== Tekstfragment ==

Op grond van een en ander oordeelt het hof dat het belang van [appellante] bij behoud van de bestaande toestand hangende de hoger beroepen niet opweegt tegen het belang bij [geïntimeerde] om de bestreden vonnissen hangende de hoger beroepen ten uitvoer te leggen. Dit leidt tot afwijzing van de primaire vorderingen tot schorsing van de tenuitvoerlegging van de bestreden vonnissen.
2.1
De subsidiaire vorderingen worden eveneens afgewezen. Het daaraan ten grondslag gelegde restitutierisico is gebaseerd op niet onderbouwde en betwiste gronden (zie rov. 2.7) en legt onvoldoende gewicht in de schaal tegenover het vooropgestelde belang van [geïntimeerde] om de uitvoerbaar bij voorraad verklaarde veroordelingen zonder de voorwaarde van zekerheidsstelling ten uitvoer te kunnen leggen.
2.11.

===
== Aangeleverde gegevens ==

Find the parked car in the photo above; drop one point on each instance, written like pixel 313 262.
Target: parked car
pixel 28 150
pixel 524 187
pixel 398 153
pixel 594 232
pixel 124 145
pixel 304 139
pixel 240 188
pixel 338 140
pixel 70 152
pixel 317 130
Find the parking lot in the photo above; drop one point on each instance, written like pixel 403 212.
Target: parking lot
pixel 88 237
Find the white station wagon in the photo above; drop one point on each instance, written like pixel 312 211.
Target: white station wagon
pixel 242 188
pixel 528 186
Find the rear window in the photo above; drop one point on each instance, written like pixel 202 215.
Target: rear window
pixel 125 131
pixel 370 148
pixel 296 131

===
== Aangeleverde gegevens ==

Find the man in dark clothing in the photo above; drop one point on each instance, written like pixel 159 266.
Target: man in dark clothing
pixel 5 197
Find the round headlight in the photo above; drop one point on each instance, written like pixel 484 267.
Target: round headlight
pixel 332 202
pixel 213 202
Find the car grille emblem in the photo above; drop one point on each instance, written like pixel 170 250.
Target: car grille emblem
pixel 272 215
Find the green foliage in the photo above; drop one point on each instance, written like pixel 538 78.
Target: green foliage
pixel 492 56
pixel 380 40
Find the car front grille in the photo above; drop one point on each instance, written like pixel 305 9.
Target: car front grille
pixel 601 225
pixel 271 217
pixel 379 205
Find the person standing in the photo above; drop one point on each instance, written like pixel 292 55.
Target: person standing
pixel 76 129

===
== Aangeleverde gegevens ==

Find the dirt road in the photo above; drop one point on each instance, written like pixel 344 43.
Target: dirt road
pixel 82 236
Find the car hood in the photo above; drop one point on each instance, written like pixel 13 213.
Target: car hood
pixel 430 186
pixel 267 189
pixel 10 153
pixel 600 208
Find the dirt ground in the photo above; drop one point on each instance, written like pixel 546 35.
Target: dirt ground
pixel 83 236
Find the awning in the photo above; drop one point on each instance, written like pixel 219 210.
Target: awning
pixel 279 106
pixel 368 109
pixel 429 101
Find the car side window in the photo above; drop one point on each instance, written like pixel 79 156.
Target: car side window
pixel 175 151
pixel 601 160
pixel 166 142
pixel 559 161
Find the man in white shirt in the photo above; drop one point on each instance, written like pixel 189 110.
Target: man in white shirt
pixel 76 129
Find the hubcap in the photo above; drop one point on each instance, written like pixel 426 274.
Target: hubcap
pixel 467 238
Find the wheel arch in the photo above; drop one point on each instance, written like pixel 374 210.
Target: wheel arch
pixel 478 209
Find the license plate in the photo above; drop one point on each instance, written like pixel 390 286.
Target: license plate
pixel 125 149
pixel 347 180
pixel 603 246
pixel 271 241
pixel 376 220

===

Opdracht >> Schrijf een stuk uit het tekstfragment woordelijk over. Begin bij de woorden "Op grond van" en stop na "te kunnen leggen.".

Antwoord hieronder >>
Op grond van een en ander oordeelt het hof dat het belang van [appellante] bij behoud van de bestaande toestand hangende de hoger beroepen niet opweegt tegen het belang bij [geïntimeerde] om de bestreden vonnissen hangende de hoger beroepen ten uitvoer te leggen. Dit leidt tot afwijzing van de primaire vorderingen tot schorsing van de tenuitvoerlegging van de bestreden vonnissen.
2.1
De subsidiaire vorderingen worden eveneens afgewezen. Het daaraan ten grondslag gelegde restitutierisico is gebaseerd op niet onderbouwde en betwiste gronden (zie rov. 2.7) en legt onvoldoende gewicht in de schaal tegenover het vooropgestelde belang van [geïntimeerde] om de uitvoerbaar bij voorraad verklaarde veroordelingen zonder de voorwaarde van zekerheidsstelling ten uitvoer te kunnen leggen.